Source extract
******************************

Amid the intense selling pressure in domestic equity markets, the consumer durables index suffered the worst of the wrath of investors, tumbling about 9 per cent.
The index is quite sensitive to interest rates, which were surprisingly hiked 40 basis points by the RBI governor in the last week, hurting the investor sentiments.
If the interest rates increase, consumers spend less on discretionary items as the money becomes dearer and this is what is hiking consumer durable counters.
Sumeet Bagadia, Executive Director, Choice Broking, said that the consumer durable sector disappointed investors with recent performance as it’s considered one of the safest sectors, along with fast-moving consumer goods.
The market witnessed the worst sell-off as the Nifty consumer durable index tumbled from 27,886.65 to 25,372.20 or 9 per cent in the last week, he added.

******************************

Supplied material
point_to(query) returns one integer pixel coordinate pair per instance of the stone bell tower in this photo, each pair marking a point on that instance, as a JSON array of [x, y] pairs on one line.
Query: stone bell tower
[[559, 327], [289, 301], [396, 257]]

******************************

Directions
Determine whether each of the following statements agrees with the passage on the consumer durables index, answering yes or no and quoting the deciding words of the passage: 1. The RBI raised interest rates by 40 basis points. 2. The Nifty consumer durable index fell from 27,886.65 to 25,372.20. 3. Sumeet Bagadia described consumer durables as one of the riskiest sectors.

Full solution
1. Yes: "surprisingly hiked 40 basis points by the RBI governor in the last week"
2. Yes: "the Nifty consumer durable index tumbled from 27,886.65 to 25,372.20"
3. No: "it’s considered one of the safest sectors, along with fast-moving consumer goods"